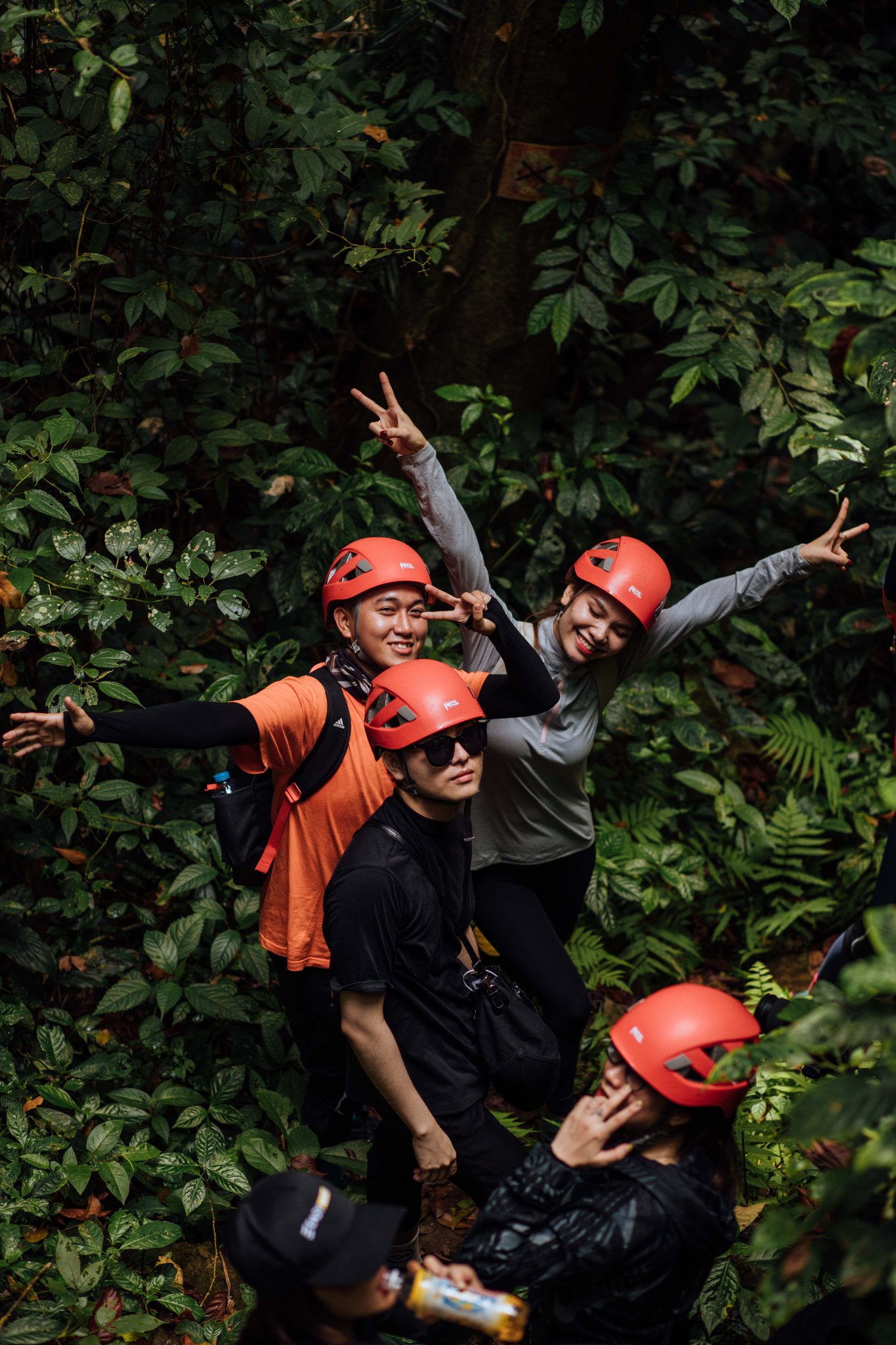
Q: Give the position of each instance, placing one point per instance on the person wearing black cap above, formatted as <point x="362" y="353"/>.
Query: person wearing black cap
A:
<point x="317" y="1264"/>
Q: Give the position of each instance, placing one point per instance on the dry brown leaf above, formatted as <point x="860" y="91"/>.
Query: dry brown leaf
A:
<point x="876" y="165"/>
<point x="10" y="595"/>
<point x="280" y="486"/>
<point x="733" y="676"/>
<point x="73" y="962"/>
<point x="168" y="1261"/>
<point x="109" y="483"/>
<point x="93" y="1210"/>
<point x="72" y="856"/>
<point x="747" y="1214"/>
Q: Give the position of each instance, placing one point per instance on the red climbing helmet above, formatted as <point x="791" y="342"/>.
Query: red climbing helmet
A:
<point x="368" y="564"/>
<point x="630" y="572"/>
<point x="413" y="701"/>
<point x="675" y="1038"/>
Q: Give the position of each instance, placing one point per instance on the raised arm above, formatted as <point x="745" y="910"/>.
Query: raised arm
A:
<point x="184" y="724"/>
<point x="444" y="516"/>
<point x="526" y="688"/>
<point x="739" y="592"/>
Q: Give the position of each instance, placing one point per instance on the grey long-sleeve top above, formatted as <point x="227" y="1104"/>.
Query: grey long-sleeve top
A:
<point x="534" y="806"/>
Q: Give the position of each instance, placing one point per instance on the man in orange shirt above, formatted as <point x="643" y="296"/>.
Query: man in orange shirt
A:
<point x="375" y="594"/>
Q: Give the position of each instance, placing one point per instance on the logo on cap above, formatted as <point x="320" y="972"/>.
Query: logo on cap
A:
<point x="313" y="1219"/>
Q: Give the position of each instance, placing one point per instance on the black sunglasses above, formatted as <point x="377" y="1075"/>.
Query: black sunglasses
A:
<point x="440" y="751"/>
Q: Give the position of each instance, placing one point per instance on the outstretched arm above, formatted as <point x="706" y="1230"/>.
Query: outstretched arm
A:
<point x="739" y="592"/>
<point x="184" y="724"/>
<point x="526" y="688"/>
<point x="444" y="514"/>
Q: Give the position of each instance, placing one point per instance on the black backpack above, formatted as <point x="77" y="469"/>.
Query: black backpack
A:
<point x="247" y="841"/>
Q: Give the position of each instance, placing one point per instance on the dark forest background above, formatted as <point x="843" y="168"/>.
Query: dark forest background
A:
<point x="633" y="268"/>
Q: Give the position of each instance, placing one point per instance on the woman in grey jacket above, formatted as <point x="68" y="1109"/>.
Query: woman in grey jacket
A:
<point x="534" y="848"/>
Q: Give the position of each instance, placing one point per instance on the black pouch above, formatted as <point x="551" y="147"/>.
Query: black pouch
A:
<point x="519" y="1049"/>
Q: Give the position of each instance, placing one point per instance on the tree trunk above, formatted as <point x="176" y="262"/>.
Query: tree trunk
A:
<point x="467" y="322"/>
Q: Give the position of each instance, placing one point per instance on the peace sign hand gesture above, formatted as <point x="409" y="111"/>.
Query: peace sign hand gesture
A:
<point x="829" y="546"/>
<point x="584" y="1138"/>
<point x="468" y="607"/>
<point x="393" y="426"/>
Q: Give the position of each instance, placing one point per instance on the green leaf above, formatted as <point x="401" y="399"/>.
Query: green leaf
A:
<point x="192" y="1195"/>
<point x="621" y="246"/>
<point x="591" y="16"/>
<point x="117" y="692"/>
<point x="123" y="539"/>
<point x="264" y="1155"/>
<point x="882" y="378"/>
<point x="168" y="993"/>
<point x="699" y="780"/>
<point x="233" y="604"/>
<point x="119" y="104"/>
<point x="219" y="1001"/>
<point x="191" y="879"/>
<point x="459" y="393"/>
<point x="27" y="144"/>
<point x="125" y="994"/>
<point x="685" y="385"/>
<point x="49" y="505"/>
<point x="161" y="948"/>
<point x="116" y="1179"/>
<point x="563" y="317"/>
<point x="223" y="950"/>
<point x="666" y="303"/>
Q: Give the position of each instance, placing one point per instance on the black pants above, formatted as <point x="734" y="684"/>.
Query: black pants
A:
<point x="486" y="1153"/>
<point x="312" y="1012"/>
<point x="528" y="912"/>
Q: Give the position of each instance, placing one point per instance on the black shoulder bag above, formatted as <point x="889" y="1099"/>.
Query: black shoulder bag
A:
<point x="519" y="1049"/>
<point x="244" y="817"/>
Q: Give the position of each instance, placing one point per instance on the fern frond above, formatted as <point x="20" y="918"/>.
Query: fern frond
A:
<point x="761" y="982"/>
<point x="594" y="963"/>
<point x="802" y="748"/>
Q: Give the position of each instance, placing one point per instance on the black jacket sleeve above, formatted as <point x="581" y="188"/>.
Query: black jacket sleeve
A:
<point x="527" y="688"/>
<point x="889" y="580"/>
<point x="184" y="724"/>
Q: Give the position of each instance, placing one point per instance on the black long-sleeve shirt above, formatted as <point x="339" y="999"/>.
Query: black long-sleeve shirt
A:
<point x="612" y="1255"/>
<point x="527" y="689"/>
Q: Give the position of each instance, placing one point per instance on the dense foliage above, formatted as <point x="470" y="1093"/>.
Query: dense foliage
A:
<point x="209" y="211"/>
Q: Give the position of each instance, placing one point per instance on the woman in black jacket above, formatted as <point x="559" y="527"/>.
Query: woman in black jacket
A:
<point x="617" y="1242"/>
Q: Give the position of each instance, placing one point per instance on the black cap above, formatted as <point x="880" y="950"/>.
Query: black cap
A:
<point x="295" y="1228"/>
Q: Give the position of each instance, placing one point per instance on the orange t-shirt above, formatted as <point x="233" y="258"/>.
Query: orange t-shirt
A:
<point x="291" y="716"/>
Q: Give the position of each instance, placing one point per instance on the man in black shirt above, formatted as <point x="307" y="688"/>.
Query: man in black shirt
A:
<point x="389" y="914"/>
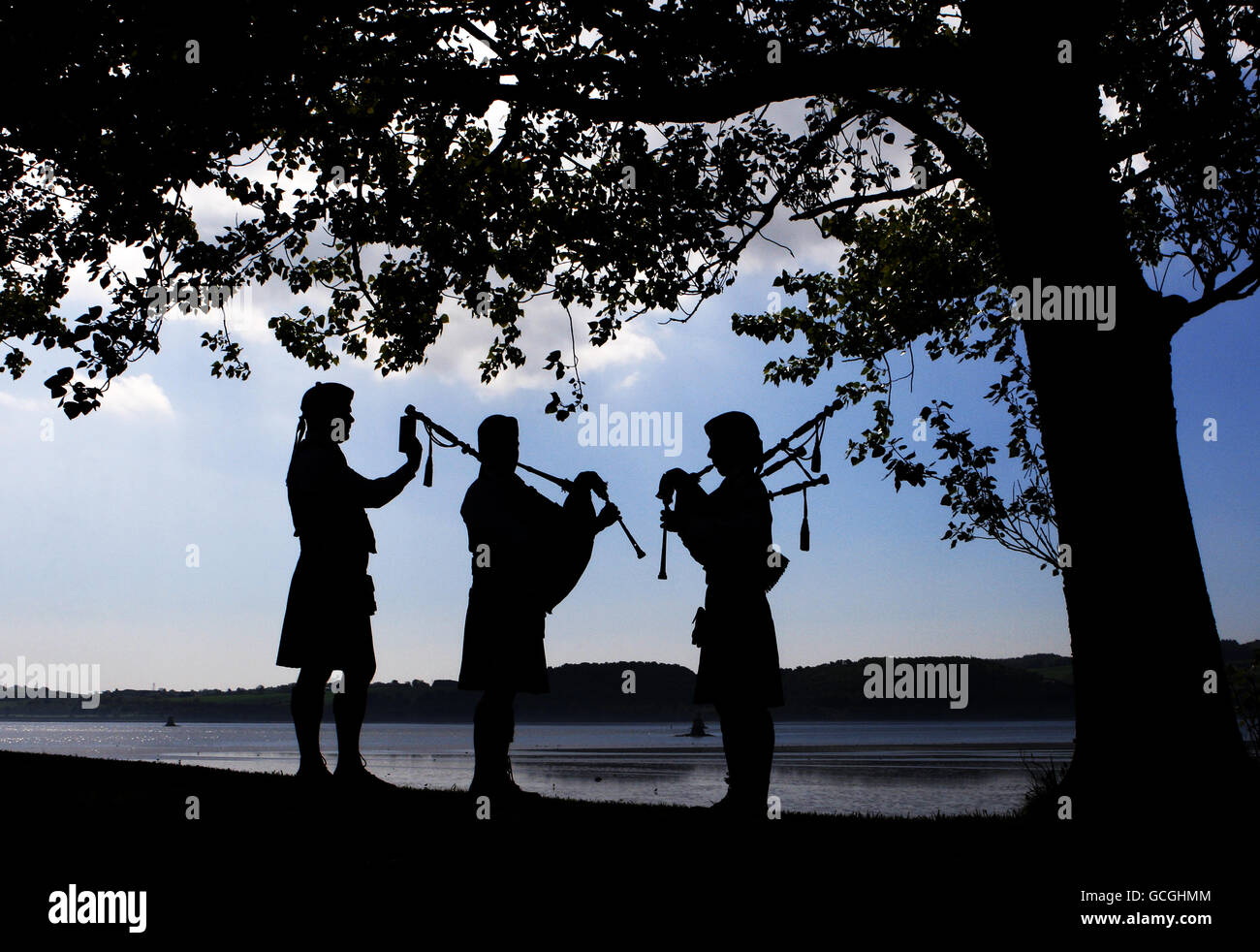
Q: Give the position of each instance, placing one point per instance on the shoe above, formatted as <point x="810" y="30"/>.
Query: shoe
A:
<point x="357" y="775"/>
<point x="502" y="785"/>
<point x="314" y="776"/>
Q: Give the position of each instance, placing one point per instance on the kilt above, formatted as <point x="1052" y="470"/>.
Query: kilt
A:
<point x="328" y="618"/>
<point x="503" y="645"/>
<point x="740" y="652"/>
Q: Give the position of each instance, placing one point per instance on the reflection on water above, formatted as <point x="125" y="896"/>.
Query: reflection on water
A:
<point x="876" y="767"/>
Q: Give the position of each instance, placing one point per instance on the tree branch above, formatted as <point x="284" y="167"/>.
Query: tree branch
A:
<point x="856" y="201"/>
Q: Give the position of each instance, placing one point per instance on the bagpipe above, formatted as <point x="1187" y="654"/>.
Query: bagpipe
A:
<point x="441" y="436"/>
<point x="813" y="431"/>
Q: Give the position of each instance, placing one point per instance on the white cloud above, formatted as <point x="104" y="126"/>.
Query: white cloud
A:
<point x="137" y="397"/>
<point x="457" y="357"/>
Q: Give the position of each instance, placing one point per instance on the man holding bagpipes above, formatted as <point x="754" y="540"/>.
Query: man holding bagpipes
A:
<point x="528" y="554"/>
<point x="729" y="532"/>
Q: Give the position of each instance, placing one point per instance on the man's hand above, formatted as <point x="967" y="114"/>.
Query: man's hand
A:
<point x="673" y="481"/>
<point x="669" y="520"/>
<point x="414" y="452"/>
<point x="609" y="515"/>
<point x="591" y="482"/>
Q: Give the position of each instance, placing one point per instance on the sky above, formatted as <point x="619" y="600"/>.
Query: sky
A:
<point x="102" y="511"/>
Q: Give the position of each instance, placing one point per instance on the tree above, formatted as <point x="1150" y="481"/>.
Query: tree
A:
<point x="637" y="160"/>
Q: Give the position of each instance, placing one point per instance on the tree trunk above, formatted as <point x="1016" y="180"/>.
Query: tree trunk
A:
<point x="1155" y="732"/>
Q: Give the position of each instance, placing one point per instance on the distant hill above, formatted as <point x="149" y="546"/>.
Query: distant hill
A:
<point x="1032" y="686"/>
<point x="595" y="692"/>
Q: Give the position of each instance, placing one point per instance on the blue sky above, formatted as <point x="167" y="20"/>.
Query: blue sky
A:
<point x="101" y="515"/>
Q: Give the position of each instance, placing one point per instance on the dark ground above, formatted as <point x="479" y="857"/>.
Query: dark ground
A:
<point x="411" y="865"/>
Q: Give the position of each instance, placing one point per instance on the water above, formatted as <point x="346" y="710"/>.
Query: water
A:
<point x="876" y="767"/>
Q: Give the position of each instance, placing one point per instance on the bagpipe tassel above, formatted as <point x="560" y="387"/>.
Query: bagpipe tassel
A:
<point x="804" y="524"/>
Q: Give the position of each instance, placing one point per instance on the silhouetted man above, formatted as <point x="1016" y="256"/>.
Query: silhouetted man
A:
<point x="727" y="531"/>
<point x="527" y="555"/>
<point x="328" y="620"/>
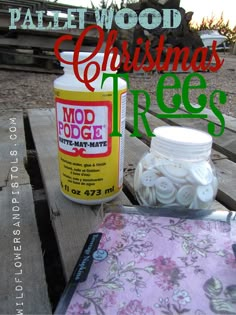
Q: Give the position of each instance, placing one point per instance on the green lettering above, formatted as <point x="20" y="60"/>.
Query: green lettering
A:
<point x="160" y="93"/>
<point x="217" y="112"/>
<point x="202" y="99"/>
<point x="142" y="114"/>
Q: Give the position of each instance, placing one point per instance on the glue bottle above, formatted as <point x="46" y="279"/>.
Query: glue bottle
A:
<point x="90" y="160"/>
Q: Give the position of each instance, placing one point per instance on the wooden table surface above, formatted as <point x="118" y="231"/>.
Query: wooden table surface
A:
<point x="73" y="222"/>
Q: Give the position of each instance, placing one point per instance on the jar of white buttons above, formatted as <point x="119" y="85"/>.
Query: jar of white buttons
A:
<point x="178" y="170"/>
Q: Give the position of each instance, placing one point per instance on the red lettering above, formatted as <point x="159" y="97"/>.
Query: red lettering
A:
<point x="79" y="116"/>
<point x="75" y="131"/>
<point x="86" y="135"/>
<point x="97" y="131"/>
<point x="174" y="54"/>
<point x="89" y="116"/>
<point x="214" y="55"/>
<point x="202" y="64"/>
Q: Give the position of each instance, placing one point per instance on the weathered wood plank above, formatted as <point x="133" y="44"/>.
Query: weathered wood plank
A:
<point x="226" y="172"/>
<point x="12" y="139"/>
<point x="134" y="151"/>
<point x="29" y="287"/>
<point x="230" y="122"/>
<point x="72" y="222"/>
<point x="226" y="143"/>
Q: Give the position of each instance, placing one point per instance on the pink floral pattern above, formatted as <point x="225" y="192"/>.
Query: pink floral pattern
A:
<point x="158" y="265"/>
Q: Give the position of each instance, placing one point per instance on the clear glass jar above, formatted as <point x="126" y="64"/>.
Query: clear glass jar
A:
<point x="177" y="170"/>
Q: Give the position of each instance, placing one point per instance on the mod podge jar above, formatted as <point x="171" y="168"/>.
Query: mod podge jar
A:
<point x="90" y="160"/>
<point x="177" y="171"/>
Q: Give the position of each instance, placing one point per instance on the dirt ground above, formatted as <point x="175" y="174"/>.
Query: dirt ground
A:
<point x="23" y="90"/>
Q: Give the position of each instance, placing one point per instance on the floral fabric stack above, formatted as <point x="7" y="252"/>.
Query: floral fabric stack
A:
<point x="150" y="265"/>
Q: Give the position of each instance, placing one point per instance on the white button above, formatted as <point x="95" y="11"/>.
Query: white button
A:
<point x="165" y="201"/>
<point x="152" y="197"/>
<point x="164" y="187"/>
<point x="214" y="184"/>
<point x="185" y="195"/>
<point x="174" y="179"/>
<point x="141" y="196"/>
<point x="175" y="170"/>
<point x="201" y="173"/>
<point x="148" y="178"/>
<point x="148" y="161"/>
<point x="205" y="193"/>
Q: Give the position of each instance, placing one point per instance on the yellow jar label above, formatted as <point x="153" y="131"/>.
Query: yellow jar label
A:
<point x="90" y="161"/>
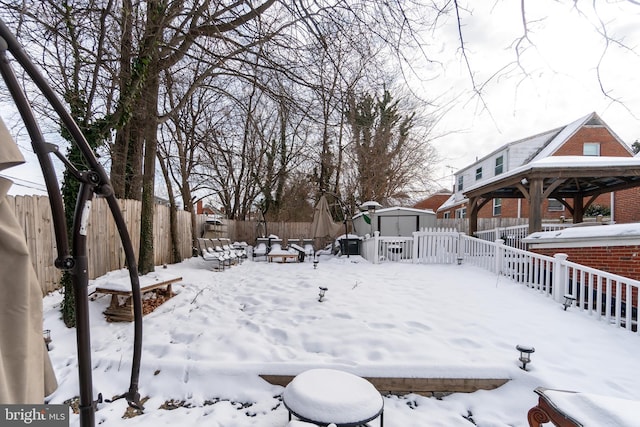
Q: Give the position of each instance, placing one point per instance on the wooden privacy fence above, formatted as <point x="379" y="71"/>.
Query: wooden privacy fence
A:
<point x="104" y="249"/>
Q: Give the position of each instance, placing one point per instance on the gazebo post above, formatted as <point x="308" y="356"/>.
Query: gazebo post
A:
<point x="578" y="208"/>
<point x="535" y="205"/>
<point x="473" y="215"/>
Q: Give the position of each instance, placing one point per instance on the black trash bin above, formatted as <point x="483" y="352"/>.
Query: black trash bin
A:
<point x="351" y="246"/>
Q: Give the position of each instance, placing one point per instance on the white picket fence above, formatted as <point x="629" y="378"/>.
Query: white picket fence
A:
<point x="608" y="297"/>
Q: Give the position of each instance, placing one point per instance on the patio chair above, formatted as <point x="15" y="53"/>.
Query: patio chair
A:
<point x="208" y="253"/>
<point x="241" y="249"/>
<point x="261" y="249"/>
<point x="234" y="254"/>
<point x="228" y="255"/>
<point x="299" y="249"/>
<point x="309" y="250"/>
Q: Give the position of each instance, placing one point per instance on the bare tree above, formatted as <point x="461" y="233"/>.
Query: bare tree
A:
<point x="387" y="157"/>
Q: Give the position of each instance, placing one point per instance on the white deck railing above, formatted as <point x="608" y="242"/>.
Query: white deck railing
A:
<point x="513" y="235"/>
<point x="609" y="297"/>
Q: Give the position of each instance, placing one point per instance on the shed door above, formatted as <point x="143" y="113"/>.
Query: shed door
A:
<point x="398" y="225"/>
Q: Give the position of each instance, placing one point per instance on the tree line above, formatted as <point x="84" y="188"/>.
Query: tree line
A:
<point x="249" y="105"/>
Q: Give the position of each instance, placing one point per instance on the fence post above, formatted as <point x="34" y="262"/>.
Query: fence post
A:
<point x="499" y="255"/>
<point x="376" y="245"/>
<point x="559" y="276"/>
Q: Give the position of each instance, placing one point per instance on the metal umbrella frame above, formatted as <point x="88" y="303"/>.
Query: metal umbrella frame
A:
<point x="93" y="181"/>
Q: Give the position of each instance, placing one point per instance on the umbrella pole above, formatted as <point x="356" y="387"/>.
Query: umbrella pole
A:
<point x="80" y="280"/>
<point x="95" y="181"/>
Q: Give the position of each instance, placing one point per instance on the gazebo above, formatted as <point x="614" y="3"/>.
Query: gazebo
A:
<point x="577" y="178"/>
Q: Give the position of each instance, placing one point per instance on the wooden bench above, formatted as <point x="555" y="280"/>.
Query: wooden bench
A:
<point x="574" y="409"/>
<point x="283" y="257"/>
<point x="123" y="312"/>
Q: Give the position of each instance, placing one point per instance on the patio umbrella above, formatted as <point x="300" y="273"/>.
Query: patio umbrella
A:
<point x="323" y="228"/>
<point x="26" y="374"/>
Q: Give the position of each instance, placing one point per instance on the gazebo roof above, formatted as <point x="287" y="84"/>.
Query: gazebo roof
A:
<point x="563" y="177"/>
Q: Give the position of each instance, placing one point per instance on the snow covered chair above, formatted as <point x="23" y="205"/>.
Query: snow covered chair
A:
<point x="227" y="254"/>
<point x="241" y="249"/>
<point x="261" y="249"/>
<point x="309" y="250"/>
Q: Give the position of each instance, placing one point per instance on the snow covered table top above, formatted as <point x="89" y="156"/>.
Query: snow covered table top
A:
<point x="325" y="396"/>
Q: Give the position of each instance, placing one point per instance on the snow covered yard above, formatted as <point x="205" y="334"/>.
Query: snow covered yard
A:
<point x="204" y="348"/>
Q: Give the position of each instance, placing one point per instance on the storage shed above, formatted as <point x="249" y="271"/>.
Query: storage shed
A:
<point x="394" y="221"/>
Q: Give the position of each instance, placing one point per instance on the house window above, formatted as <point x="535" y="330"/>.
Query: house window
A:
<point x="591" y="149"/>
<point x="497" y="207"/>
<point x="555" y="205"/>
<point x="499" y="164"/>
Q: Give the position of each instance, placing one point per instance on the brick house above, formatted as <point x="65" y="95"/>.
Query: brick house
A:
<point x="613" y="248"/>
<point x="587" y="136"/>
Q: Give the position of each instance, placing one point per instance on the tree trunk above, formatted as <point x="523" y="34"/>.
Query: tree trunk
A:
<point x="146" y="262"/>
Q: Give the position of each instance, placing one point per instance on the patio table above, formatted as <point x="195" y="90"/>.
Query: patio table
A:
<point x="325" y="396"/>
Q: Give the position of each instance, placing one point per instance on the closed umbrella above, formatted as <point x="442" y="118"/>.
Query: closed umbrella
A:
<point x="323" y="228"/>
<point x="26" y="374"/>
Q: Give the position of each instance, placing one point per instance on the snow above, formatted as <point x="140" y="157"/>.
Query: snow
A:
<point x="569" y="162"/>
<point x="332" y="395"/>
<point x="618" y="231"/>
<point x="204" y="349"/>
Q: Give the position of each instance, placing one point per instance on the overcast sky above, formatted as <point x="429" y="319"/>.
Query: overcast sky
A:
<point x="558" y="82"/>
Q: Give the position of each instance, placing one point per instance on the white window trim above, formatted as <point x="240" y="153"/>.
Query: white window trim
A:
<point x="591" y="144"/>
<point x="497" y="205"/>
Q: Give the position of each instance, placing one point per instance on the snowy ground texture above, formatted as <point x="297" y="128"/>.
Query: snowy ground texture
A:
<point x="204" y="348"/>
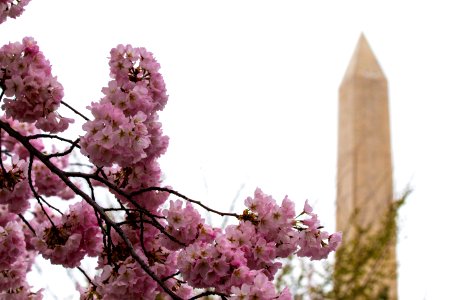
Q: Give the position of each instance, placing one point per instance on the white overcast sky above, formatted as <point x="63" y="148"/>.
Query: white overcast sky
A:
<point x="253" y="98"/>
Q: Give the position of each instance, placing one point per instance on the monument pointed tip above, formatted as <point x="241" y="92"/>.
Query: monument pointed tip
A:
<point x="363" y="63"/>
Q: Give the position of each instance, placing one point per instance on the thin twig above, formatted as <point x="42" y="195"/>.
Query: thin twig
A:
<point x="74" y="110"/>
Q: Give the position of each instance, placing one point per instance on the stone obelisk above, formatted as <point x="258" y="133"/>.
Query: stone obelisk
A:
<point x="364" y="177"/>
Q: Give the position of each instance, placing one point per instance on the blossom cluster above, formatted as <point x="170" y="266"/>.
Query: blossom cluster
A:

» **Exercise**: May I have only the lines from the start of the data through the line containing "Query: dry brown leaf", both included, reproduced exactly and without the pictures?

» **Answer section**:
Q: Give the position of each instance, placing one point per instance on the person wearing black cap above, formatted as <point x="362" y="353"/>.
Query: person wearing black cap
A:
<point x="317" y="1264"/>
Q: Give the position of each instance, placing one point per instance on the dry brown leaf above, formatted as <point x="860" y="91"/>.
Query: dry brown leaf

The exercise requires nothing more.